[GIVEN TASK]
Count the lines below that contain the word "desk", treating case as significant. Reply with the number only.

==== DATASET RECORDS

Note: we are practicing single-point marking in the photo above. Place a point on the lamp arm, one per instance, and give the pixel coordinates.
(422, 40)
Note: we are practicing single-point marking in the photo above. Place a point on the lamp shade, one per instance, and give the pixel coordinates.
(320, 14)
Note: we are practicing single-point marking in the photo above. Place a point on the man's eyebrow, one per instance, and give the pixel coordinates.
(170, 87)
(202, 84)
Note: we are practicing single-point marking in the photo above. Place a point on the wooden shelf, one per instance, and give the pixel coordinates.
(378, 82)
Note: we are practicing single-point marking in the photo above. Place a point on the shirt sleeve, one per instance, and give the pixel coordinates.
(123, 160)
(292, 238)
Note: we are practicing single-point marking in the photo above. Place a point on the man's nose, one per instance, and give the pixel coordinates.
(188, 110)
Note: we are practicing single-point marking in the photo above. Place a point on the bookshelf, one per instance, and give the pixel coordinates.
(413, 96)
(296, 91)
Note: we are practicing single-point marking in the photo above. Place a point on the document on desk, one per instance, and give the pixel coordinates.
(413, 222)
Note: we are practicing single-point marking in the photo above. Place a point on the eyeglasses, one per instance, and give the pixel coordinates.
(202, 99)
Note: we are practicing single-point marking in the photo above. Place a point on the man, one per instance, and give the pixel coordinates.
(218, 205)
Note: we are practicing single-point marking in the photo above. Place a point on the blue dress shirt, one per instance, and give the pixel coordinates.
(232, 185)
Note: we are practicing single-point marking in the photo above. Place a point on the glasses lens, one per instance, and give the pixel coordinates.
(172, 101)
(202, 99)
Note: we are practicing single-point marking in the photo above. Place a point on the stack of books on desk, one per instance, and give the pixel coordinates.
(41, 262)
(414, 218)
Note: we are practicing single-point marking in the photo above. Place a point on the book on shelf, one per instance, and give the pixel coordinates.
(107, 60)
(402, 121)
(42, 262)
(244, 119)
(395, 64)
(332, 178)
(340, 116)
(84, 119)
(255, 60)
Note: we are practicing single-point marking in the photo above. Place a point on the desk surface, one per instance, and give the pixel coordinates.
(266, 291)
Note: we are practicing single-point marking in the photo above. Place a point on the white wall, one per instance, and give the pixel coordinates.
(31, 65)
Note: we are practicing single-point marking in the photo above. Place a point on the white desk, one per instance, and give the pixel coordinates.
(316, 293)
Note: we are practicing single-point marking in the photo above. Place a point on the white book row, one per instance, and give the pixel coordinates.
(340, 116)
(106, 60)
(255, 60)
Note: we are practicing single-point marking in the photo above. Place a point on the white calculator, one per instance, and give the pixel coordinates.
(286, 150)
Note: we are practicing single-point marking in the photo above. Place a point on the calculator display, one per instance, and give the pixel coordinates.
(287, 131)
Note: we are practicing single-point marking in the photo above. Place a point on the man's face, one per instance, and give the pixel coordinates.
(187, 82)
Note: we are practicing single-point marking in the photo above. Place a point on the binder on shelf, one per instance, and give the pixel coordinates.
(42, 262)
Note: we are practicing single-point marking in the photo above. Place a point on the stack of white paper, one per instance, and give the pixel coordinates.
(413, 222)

========
==== DATASET RECORDS

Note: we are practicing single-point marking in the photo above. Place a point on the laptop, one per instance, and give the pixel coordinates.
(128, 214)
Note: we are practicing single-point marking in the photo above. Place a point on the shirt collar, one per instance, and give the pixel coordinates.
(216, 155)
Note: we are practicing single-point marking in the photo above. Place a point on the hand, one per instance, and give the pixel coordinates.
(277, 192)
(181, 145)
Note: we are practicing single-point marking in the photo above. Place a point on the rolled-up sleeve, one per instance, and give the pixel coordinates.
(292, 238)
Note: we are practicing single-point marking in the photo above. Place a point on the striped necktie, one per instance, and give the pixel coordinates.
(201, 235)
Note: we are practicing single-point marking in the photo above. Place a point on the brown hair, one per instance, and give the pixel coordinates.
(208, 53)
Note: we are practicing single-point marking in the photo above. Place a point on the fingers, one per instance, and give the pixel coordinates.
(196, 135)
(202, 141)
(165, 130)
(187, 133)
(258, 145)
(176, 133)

========
==== DATASET RECORDS

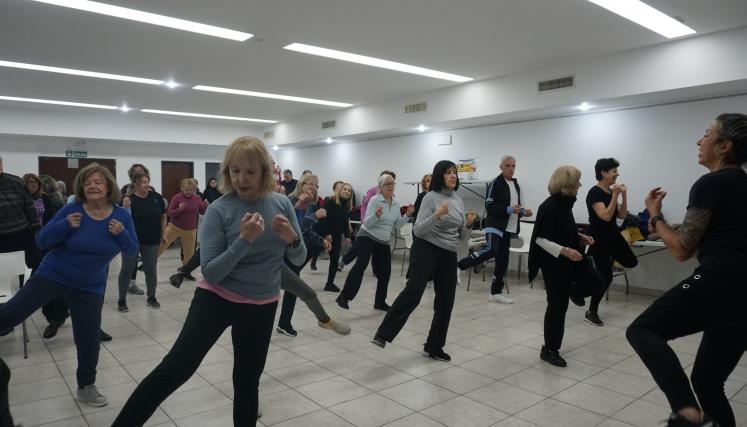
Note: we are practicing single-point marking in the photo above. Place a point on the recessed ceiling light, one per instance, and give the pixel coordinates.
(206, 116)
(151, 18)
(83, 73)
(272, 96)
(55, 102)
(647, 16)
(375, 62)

========

[EXERCISE OUTPUT]
4